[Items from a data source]
______________________________

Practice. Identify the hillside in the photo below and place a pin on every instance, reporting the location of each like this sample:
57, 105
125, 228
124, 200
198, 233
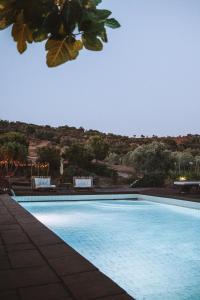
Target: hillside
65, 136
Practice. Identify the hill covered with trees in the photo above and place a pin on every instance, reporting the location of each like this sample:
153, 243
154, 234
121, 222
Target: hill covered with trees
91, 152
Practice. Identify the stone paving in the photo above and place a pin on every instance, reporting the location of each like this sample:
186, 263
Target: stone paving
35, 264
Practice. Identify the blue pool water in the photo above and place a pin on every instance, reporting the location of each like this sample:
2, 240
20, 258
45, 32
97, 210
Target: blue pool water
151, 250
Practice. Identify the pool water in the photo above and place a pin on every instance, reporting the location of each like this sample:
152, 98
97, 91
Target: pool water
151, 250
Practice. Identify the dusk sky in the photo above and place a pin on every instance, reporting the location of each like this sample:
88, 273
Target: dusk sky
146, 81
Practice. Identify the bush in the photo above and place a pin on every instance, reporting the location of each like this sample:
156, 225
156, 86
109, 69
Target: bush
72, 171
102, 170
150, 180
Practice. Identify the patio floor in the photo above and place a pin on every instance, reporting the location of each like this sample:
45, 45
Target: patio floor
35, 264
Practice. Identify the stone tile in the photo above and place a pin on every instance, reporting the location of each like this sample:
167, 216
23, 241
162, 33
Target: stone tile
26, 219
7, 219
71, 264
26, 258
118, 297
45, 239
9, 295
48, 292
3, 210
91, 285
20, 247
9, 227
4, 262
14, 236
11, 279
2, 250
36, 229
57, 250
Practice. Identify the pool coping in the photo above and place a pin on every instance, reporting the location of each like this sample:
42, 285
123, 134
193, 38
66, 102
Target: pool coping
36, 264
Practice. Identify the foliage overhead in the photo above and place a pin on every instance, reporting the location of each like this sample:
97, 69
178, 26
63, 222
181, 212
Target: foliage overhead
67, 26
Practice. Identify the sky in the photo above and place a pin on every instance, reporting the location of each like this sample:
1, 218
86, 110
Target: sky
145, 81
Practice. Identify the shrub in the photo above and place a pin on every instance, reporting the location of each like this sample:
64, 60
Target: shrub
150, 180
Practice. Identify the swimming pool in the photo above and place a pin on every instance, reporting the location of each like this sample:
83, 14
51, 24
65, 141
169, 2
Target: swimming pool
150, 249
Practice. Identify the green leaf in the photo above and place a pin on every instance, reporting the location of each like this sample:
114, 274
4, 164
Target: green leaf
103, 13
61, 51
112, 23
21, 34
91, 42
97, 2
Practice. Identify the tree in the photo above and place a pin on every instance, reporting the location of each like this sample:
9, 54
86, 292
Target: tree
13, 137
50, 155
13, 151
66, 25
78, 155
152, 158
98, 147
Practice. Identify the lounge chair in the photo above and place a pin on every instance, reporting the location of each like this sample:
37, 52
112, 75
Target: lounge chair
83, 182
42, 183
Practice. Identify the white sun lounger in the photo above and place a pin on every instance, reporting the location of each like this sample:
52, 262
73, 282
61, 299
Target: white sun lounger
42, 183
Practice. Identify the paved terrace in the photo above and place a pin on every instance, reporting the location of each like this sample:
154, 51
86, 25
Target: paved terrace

______________________________

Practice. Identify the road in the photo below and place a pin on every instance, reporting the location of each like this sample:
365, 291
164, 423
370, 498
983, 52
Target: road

______________________________

Collect every line of the data above that contains the word "coping", and copy each one in full. Match the case exactly.

Practice. Identify the pool coping in the photo above and place a pin on every instance, reporting the location of each like this sample:
Target: pool coping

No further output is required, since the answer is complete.